### Challenge
Could you rewrite the items below so that every "white dress shirt" becomes "white button-down shirt", with nothing else changed?

-- -- --

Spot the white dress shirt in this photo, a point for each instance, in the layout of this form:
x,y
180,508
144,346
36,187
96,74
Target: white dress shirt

-- -- --

### Task response
Spot the white button-down shirt in this photo, a point for each instance, in the layout of this form:
x,y
180,508
144,346
36,187
96,74
Target: white button-down shirt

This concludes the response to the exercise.